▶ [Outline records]
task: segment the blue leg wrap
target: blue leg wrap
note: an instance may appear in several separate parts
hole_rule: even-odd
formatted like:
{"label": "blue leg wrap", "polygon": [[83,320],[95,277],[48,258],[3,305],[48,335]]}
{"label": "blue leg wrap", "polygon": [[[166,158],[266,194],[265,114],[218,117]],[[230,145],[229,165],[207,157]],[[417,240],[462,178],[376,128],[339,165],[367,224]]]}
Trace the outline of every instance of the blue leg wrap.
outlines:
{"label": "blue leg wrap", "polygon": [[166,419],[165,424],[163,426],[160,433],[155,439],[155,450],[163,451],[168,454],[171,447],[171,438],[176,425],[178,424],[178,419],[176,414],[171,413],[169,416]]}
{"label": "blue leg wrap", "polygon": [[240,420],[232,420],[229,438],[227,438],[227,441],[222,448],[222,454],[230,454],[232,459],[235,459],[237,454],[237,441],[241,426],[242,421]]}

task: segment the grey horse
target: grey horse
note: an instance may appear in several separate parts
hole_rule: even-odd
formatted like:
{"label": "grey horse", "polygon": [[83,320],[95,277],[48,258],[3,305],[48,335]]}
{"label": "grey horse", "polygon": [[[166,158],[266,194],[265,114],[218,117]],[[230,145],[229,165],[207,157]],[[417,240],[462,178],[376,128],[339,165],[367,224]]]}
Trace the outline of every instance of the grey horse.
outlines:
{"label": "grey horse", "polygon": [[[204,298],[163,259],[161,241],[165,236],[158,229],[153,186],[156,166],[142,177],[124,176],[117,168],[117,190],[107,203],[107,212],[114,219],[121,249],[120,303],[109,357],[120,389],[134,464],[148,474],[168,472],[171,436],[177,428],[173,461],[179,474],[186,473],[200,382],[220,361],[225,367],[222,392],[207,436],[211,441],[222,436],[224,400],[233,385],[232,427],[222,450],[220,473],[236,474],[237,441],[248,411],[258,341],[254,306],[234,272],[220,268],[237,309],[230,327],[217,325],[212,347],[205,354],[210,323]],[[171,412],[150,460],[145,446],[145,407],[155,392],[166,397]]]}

▶ [Aim of the task] Turn all the records above into a Markdown table with two columns, n and Line. Give each line its own row with its row number, and leave out blank lines.

▶ [Answer to this problem]
| n | Line |
|---|---|
| 1 | task: segment the blue leg wrap |
| 2 | target: blue leg wrap |
| 3 | note: an instance may appear in several separate parts |
| 4 | hole_rule: even-odd |
| 5 | formatted like: |
| 6 | {"label": "blue leg wrap", "polygon": [[83,320],[95,277],[48,258],[3,305],[48,335]]} |
| 7 | {"label": "blue leg wrap", "polygon": [[[166,158],[266,194],[265,114],[218,117]],[[230,145],[229,165],[207,157]],[[417,240],[462,178],[376,128],[339,165],[367,224]]]} |
| 8 | Trace the outline of every instance of the blue leg wrap. |
| 9 | outlines: |
| 10 | {"label": "blue leg wrap", "polygon": [[166,419],[165,424],[163,426],[160,433],[155,439],[155,450],[163,451],[168,454],[171,447],[171,438],[176,425],[178,424],[178,419],[176,414],[171,413],[169,416]]} |
| 11 | {"label": "blue leg wrap", "polygon": [[240,420],[232,420],[229,438],[227,438],[227,441],[222,448],[222,454],[230,454],[232,459],[235,459],[237,454],[237,441],[241,426],[242,421]]} |
| 12 | task: segment the grey horse |
| 13 | target: grey horse |
| 14 | note: an instance may appear in several separate parts |
| 15 | hole_rule: even-odd |
| 16 | formatted like: |
| 17 | {"label": "grey horse", "polygon": [[83,320],[95,277],[48,258],[3,305],[48,335]]} |
| 18 | {"label": "grey horse", "polygon": [[[166,158],[266,194],[265,114],[218,117]],[[230,145],[229,165],[207,157]],[[417,240],[462,178],[376,128],[339,165],[367,224]]]} |
| 19 | Trace the outline of every instance of the grey horse. |
| 20 | outlines: |
| 21 | {"label": "grey horse", "polygon": [[[204,298],[163,259],[161,241],[165,236],[158,229],[153,186],[156,166],[142,177],[124,176],[117,168],[117,190],[107,203],[107,212],[114,219],[121,249],[120,303],[109,357],[120,389],[134,464],[148,474],[168,472],[171,436],[177,428],[173,461],[179,474],[186,473],[200,382],[220,361],[225,367],[222,392],[207,436],[211,441],[222,436],[224,400],[233,385],[232,427],[222,450],[220,473],[236,474],[237,441],[248,411],[258,341],[254,306],[234,272],[220,268],[237,309],[230,327],[217,325],[212,347],[205,354],[210,323]],[[171,412],[150,460],[145,446],[145,407],[155,392],[166,397]]]} |